#### Liste des tâches:
A – Relevez toutes les années citées dans l'article sur AQMI, titre compris.
B – D'après l'article sur AQMI, de combien d'hommes l'organisation dispose-t-elle en tout ?
C – Poursuivez l'article sur AQMI à partir de sa dernière phrase.

#### Texte extrait:
---

De la nébuleuse islamiste algérienne à la régionalisation d’AQMI : le Sahara aux prises avec le jihadisme des grands bandits (2007-2015)

L'Afrique des Idées consacre une série de deux articles à la compréhension de l'émergence de l'islamisme militant en Algérie, qui a donné le jour en 2007 à la création d'al-Qaïda au Maghreb Islamique  (AQMI) aujourd'hui agent éminent de déstabilisation régionale dans le Sahara. Dans ce deuxième article, Sofia Meister revient sur l'expansion d'AQMI dans le Sahara et son inflitration dans le conflit malien. 

JPG_AQMI 130116Un millier d'hommes. C'est l'ensemble des effectifs dont dispose al-Qaïda au Maghreb Islamique (AQMI), qui représente pourtant un facteur majeur de déstabilisation de l'espace saharien, et depuis 2012, un acteur incontournable du conflit au Nord-Mali. Comment AQMI se retrouve-t-elle à peser de tout son poids dans l'équation malienne alors qu'il s'agit d'une organisation djihadiste par essence algérienne ?

---

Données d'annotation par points
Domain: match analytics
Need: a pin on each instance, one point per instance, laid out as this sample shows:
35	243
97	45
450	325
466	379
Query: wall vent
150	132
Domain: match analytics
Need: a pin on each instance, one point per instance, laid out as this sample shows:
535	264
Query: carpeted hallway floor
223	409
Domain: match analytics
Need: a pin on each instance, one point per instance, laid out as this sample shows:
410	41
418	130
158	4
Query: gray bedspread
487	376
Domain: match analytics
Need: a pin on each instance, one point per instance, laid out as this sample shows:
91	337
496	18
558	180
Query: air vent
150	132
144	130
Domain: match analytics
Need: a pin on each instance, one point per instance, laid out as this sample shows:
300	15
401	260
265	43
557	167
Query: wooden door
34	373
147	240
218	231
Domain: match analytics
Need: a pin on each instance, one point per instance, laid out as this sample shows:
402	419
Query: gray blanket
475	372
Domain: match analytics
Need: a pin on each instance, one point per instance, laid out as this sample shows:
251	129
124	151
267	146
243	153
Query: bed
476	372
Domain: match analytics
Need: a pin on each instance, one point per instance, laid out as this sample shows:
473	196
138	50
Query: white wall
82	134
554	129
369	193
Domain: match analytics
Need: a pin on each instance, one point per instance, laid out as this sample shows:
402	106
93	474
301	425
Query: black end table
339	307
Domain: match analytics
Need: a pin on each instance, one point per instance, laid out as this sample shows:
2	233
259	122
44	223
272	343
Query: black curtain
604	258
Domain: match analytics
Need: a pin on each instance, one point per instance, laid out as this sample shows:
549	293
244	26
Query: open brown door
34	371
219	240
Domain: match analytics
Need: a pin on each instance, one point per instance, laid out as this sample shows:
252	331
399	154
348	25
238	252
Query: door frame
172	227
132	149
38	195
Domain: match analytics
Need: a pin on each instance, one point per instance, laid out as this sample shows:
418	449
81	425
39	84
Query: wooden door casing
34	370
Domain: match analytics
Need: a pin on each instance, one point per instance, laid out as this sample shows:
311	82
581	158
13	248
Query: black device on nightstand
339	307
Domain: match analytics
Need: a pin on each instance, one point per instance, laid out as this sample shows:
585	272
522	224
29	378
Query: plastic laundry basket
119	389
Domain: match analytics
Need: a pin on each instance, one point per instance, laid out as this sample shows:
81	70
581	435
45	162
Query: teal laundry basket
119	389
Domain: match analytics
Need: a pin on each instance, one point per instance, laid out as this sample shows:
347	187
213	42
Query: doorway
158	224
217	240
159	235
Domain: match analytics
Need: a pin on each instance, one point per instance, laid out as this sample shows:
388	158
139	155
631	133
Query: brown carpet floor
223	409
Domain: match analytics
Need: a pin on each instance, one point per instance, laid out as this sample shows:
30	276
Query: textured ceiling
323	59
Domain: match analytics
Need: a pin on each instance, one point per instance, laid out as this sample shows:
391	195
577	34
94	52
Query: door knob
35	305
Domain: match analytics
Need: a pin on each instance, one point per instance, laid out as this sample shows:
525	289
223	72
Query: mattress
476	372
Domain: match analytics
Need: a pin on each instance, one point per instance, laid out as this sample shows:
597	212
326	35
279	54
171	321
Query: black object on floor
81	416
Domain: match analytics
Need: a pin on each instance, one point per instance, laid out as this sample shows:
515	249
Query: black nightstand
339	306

---

#### Réponses attendues:
A – 2007, 2012, 2015

B – Un millier d'hommes.

C –
Née des décombres du Groupe pour la Prédication et le Combat  (GSPC) algérien, lui-même résultant d’un schisme avec le Groupe Islamique Armé (GIA), organisation islamiste phare des années 1990, al-Qaïda au Maghreb Islamique est une organisation fondamentalement duplice, traversée par des courants et des ambitions contradictoires. AQMI est fondée en décembre 2007 par Abdelmalek Droukdel l'ex-leader du GSPC, qui prête allégeance à Ben Laden ; les islamistes algériens, usés par la traque du gouvernement algérien, rencontrent un renouveau inespéré grâce à l'appropriation du label Al-Qaïda, depuis peu étendard de la menace terroriste mondiale. Si certains au sein d'AQMI veulent continuer le djihad contre l'État « apostat » algérien, d'autres veulent œuvrer à l'extension d'une zone d'influence, un véritable « émirat de guerre » au Sahara. L'objectif alors déclaré est d'instaurer la Shar'ia dans la zone qui correspond au « Grand Sahara », du sud-ouest algérien au nord du Tchad en passant par la Mauritanie.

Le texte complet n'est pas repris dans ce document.